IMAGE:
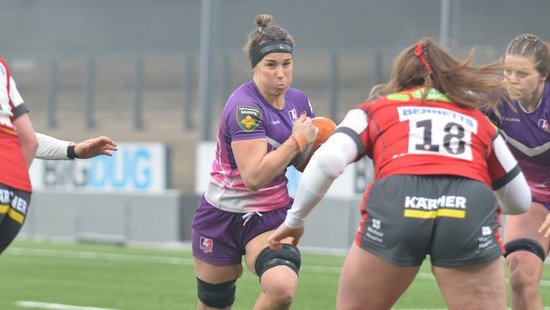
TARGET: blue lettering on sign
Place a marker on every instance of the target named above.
(126, 169)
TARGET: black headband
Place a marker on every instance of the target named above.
(259, 52)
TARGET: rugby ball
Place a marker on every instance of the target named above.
(325, 128)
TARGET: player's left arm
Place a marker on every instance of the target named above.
(56, 149)
(511, 188)
(545, 227)
(326, 164)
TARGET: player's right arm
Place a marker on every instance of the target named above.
(326, 164)
(510, 187)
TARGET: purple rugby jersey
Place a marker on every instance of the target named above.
(247, 115)
(528, 137)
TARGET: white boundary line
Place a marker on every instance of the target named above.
(52, 306)
(168, 260)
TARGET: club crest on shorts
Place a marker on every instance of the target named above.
(248, 118)
(206, 245)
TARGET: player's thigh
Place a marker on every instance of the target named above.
(367, 279)
(216, 274)
(479, 286)
(526, 225)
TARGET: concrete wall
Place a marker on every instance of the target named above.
(125, 218)
(110, 217)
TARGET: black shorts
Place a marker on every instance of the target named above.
(14, 205)
(452, 219)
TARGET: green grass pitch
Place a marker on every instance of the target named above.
(39, 275)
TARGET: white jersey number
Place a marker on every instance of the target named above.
(441, 137)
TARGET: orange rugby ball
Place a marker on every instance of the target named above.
(325, 128)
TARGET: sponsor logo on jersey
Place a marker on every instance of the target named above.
(431, 208)
(248, 118)
(543, 124)
(206, 245)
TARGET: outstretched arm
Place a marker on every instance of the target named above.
(325, 166)
(56, 149)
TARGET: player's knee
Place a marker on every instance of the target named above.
(220, 295)
(525, 244)
(288, 256)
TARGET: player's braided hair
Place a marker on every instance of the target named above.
(529, 45)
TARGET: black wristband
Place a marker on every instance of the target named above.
(70, 152)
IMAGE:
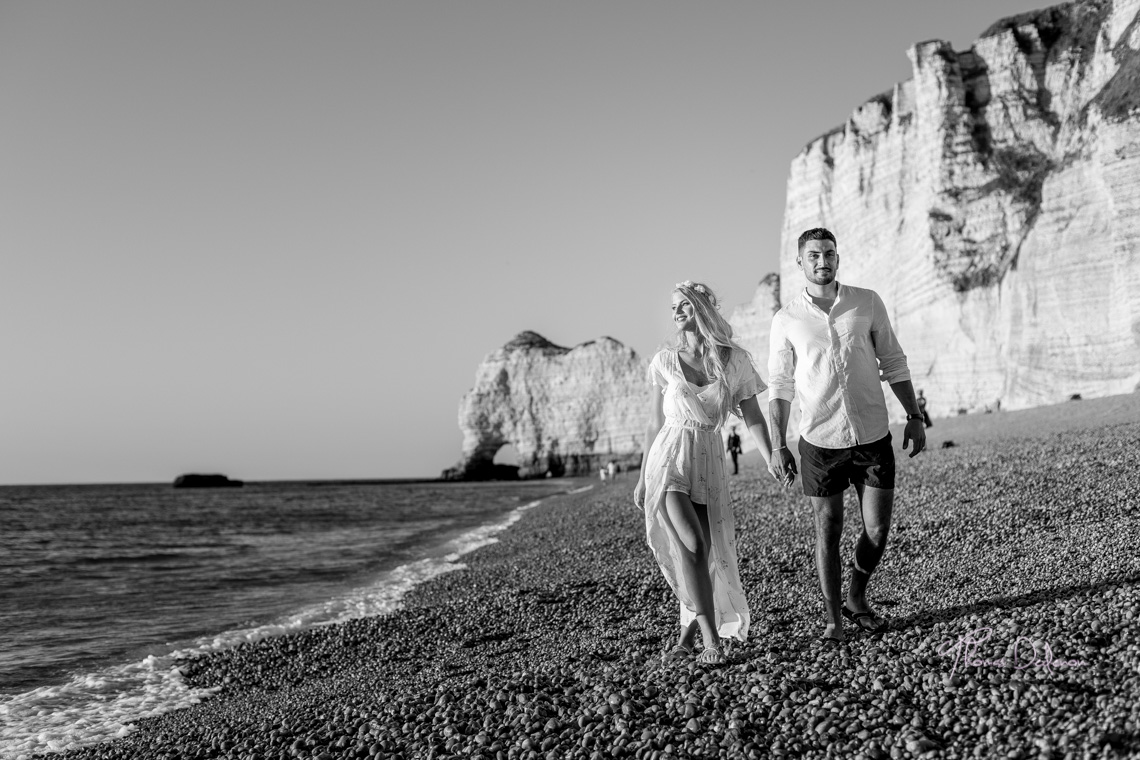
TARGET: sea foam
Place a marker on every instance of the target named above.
(104, 705)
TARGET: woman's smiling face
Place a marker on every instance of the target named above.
(684, 316)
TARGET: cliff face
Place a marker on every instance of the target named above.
(751, 323)
(564, 410)
(994, 202)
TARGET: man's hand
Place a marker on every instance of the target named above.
(782, 466)
(915, 431)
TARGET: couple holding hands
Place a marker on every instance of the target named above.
(830, 345)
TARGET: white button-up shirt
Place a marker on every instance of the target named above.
(835, 362)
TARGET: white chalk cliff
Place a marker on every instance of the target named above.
(564, 410)
(994, 202)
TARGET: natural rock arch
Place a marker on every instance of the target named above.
(564, 410)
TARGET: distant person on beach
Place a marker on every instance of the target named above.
(734, 449)
(683, 484)
(830, 345)
(926, 417)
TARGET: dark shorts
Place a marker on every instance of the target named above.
(827, 472)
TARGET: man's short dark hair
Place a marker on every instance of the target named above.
(816, 234)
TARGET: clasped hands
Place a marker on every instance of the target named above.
(782, 466)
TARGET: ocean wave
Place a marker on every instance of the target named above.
(100, 707)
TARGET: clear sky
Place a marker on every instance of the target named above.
(274, 239)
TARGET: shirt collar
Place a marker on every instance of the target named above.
(806, 296)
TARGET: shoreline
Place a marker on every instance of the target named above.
(546, 644)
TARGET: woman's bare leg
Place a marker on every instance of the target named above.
(694, 561)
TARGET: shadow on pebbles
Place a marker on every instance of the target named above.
(1011, 582)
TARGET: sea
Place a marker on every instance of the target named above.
(104, 588)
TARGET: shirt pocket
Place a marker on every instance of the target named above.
(853, 331)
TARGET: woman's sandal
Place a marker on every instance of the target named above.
(713, 655)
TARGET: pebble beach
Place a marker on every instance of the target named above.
(1011, 583)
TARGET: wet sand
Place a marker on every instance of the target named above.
(1022, 537)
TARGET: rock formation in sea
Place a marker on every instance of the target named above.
(564, 410)
(195, 480)
(994, 202)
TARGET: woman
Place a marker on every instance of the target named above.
(683, 485)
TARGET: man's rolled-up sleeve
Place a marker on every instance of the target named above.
(893, 366)
(781, 364)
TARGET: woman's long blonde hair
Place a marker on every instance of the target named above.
(714, 340)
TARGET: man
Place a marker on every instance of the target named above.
(734, 449)
(830, 345)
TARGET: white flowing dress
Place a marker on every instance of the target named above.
(687, 456)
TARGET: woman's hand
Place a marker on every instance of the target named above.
(782, 466)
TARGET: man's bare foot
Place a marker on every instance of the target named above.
(687, 635)
(858, 612)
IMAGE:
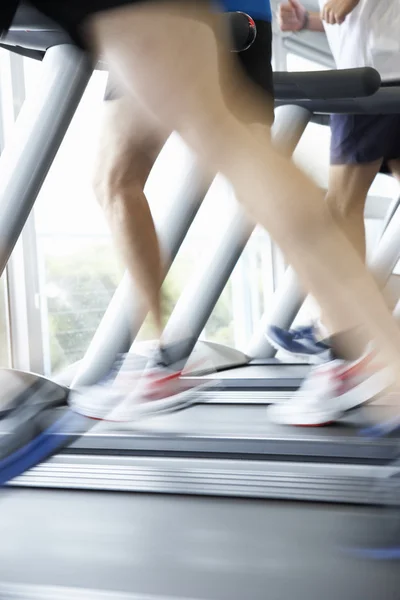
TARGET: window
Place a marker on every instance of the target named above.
(78, 266)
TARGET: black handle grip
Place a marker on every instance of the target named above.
(346, 83)
(243, 30)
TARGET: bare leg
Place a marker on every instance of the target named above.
(129, 145)
(180, 83)
(347, 192)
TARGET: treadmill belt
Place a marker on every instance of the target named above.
(77, 545)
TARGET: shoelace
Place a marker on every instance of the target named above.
(303, 332)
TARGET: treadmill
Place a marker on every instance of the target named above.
(65, 535)
(223, 445)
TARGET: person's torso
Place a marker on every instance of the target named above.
(369, 37)
(258, 9)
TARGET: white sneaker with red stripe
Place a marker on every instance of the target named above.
(137, 392)
(331, 390)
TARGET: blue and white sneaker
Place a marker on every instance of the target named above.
(302, 342)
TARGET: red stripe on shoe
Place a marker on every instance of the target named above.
(165, 379)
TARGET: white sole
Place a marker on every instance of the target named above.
(355, 398)
(127, 410)
(312, 359)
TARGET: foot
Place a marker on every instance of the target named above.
(301, 343)
(331, 390)
(137, 390)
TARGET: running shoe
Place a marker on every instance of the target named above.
(134, 389)
(302, 342)
(331, 390)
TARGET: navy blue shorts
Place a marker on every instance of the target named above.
(360, 139)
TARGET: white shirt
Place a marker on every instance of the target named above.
(369, 37)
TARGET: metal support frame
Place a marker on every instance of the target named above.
(388, 250)
(126, 313)
(198, 299)
(41, 123)
(39, 131)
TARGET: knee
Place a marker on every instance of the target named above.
(120, 178)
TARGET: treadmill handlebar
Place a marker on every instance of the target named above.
(329, 85)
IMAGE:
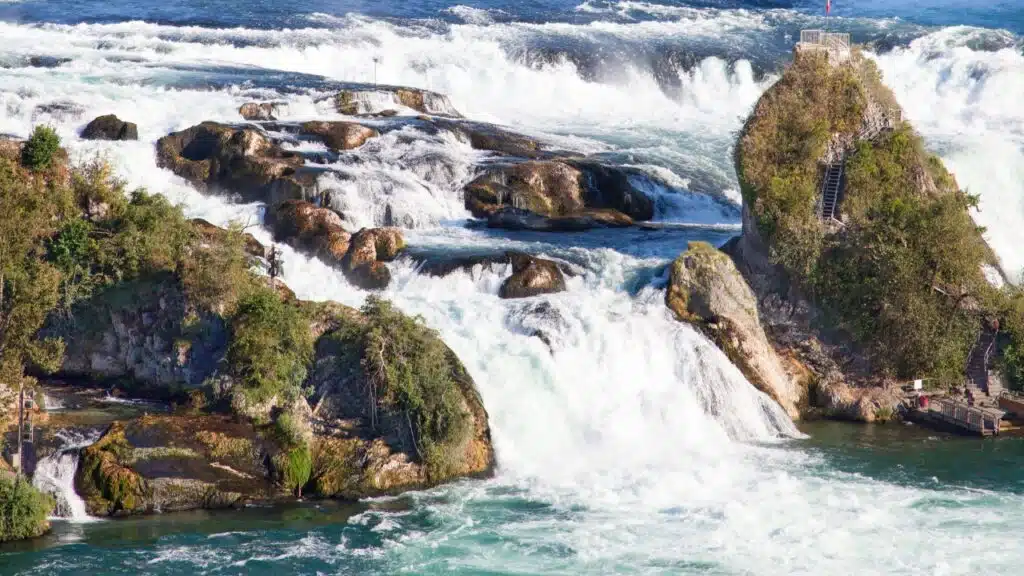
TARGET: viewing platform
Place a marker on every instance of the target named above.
(835, 44)
(958, 416)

WORK REQUIRED | Say how many lines of the data above include the word "face", and add nothing further.

SOLUTION TO THE EXERCISE | 2